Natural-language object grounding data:
************
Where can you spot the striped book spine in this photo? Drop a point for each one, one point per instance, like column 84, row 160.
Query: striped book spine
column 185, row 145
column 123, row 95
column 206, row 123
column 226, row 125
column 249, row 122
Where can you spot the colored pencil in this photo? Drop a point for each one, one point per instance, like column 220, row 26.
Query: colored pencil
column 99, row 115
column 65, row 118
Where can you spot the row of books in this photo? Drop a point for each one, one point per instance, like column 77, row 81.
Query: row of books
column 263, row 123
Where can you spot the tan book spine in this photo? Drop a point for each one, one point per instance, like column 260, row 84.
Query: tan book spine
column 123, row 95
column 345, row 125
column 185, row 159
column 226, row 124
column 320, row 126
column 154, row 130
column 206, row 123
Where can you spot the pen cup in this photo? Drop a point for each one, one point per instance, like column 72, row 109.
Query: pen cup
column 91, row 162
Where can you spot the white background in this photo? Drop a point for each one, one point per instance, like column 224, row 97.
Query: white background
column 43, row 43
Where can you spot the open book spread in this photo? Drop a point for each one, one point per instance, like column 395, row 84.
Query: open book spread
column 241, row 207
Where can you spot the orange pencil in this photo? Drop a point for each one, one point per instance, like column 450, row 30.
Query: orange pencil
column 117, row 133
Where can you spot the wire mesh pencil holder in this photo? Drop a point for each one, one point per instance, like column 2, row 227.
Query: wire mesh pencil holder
************
**Task brief:**
Restate the entries above. Match them exactly.

**Response:**
Where can you spot the striped book spine in this photo? Drop a point for each one, one point per instance, like column 84, row 160.
Query: striped book spine
column 185, row 145
column 123, row 95
column 206, row 123
column 226, row 125
column 249, row 122
Where can you spot the colored pencil in this photo? Drop a point for each one, one point per instance, like column 220, row 26.
Query: colored pencil
column 99, row 115
column 65, row 118
Where can you spot the row of books in this photo? Drop a point for each one, one point per instance, like column 77, row 81.
Query: row of books
column 263, row 123
Where can you spot the tan book spine in this photo? Drop a point for each one, one point per instance, like column 260, row 84.
Query: tan book spine
column 123, row 95
column 345, row 125
column 185, row 159
column 226, row 124
column 320, row 126
column 154, row 130
column 206, row 123
Where can you spot the pen cup in this photo? Drop a point for each one, one point per instance, like column 72, row 109.
Query: pen cup
column 91, row 162
Where can you spot the white background in this photo? Drop a point for each one, one point per instance, like column 224, row 97.
Query: white background
column 43, row 43
Where can you spot the open book spread in this photo? Drop a point for each one, one point per instance, like column 395, row 84.
Query: open book spread
column 241, row 207
Where can you spot the orange pencil in this photo? Drop a point for each one, one point per instance, like column 450, row 30.
Query: orange pencil
column 117, row 133
Where can you spot the wire mesh pencil holder in this photo? Drop a point for each one, one point per instance, like column 2, row 227.
Query: wire mesh pencil holder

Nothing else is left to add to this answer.